# Instructions for the task:
Each line below is to be copied out exactly, and none may be omitted.

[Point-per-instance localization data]

━━━━━━━━━━━━━━━━━━━━━━━━━━━━━━

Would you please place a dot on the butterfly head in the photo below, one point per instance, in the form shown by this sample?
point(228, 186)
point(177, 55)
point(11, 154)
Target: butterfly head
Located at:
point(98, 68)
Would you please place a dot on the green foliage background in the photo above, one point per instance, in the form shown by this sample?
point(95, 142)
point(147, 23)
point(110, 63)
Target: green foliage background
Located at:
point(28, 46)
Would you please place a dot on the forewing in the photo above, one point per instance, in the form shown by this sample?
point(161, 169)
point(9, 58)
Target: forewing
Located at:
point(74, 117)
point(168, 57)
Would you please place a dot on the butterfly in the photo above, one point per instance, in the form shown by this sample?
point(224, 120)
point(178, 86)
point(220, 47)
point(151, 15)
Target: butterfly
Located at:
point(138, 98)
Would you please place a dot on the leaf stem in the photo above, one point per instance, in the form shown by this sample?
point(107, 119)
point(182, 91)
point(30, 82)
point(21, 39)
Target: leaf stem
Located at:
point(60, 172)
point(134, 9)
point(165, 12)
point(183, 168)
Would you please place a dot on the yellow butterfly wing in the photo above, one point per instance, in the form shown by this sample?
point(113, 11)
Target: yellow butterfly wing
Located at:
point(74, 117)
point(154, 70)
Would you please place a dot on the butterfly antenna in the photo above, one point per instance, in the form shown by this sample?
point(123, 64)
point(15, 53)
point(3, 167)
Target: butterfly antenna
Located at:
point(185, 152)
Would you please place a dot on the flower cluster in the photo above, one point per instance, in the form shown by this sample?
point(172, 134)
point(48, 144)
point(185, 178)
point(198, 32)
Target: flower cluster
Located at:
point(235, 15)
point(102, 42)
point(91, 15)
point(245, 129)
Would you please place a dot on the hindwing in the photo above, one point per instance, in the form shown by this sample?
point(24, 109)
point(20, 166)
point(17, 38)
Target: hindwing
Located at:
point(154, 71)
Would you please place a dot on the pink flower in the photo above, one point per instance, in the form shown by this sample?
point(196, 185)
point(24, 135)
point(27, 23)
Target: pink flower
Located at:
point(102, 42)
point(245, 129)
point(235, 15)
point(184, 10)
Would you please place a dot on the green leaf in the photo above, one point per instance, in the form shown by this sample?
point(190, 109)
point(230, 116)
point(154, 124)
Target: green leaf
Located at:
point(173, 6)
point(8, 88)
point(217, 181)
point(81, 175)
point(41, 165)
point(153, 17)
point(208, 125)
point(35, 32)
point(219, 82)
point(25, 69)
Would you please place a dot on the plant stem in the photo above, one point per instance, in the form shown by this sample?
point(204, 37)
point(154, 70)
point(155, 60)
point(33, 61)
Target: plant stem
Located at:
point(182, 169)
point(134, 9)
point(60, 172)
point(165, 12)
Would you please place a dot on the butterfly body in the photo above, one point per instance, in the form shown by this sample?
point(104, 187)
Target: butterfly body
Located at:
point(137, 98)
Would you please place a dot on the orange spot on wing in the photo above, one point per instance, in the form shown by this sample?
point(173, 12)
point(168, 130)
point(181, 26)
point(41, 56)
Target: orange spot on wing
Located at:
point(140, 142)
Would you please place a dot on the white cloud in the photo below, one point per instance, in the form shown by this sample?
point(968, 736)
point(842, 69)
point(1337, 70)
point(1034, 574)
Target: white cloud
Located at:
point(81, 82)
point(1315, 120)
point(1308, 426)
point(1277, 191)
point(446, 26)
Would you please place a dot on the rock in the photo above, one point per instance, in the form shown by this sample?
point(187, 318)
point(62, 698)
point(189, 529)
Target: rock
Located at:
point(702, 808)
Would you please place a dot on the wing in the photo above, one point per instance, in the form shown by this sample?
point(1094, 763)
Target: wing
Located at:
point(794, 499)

━━━━━━━━━━━━━━━━━━━━━━━━━━━━━━

# Result below:
Would you please place a dot on the butterfly head in the photo below, one point per instance, in the form shown by this sample?
point(228, 186)
point(177, 55)
point(11, 154)
Target: butterfly head
Located at:
point(98, 68)
Would you please place a dot on the green foliage background in the photo above, one point per instance, in the form shown by this sample?
point(95, 142)
point(147, 23)
point(110, 63)
Target: green foliage background
Located at:
point(28, 46)
Would you please place a dot on the forewing in the photo above, one point per instance, in the form shown by this sample?
point(161, 169)
point(9, 58)
Target: forewing
Located at:
point(74, 117)
point(168, 57)
Would you please place a dot on the butterfly in the photo above, one point per instance, in the form shown by this sample?
point(224, 120)
point(178, 86)
point(220, 47)
point(151, 15)
Target: butterfly
Located at:
point(138, 98)
Would you please place a dot on the leaf stem in the photo above, one point per instance, in the form shown by this sample?
point(107, 119)
point(182, 91)
point(30, 82)
point(21, 39)
Target: leaf stem
Located at:
point(60, 172)
point(134, 9)
point(165, 12)
point(183, 168)
Would you please place a dot on the yellow butterfly wing in the photo above, one point per instance, in the form shown by this sample?
point(113, 11)
Target: yellow butterfly wing
Located at:
point(74, 117)
point(154, 70)
Would you please place a dot on the butterfly antenna in the photo above, one point per instance, in the form shown by this sample?
point(123, 64)
point(15, 53)
point(3, 167)
Target: butterfly antenna
Located at:
point(185, 152)
Would you please place a dot on the flower cluster in the photo above, one point per instance, in the form shown by this sample?
point(172, 134)
point(48, 144)
point(185, 178)
point(198, 32)
Target: flower cluster
Located at:
point(235, 15)
point(102, 42)
point(91, 15)
point(245, 129)
Would you please place a dot on the hindwing in the photo above, one point per instance, in the form shown by this sample?
point(24, 109)
point(20, 166)
point(17, 38)
Target: hindwing
Located at:
point(154, 71)
Would you please place a dot on the pink flower in the photo above, one point per instance, in the form shown by this sample?
point(196, 185)
point(24, 135)
point(27, 23)
Target: pink flower
Located at:
point(102, 42)
point(245, 129)
point(235, 15)
point(184, 10)
Would you please place a dot on the green leaf in the photo above, one point per instance, in the form shown by this sample?
point(190, 109)
point(230, 116)
point(154, 124)
Target: green leaf
Located at:
point(173, 6)
point(8, 88)
point(217, 181)
point(81, 175)
point(41, 165)
point(153, 17)
point(208, 125)
point(35, 32)
point(219, 82)
point(25, 69)
Would you please place a dot on the plant stem in the photo above, one point per instance, in the form shown by this sample?
point(204, 37)
point(154, 70)
point(155, 60)
point(33, 61)
Target: plant stem
Located at:
point(182, 169)
point(134, 9)
point(60, 172)
point(165, 12)
Would you please place a dot on the butterfly body in the photo above, one point per instance, in the form shown by this sample?
point(104, 187)
Target: butterfly body
Located at:
point(137, 98)
Would you please place a dot on the orange spot on wing in the photo above, one point per instance, in the form shown by this sample?
point(173, 12)
point(168, 130)
point(181, 26)
point(41, 56)
Target: orange spot on wing
Located at:
point(140, 142)
Would you please place a dot on the white cloud in the photo below, one point per instance, in the form shown by this sample?
point(968, 736)
point(842, 69)
point(1337, 70)
point(1034, 574)
Target: white cloud
Located at:
point(81, 82)
point(1315, 120)
point(1308, 426)
point(1277, 191)
point(446, 26)
Would you please place a dot on the rock in the photo above, one point per instance, in the form shown by this sample?
point(187, 318)
point(62, 698)
point(189, 529)
Target: rock
Located at:
point(702, 808)
Would you please place a dot on the wing in the photo above, one point per instance, in the form shown by this sample?
point(1094, 763)
Target: wing
Located at:
point(794, 499)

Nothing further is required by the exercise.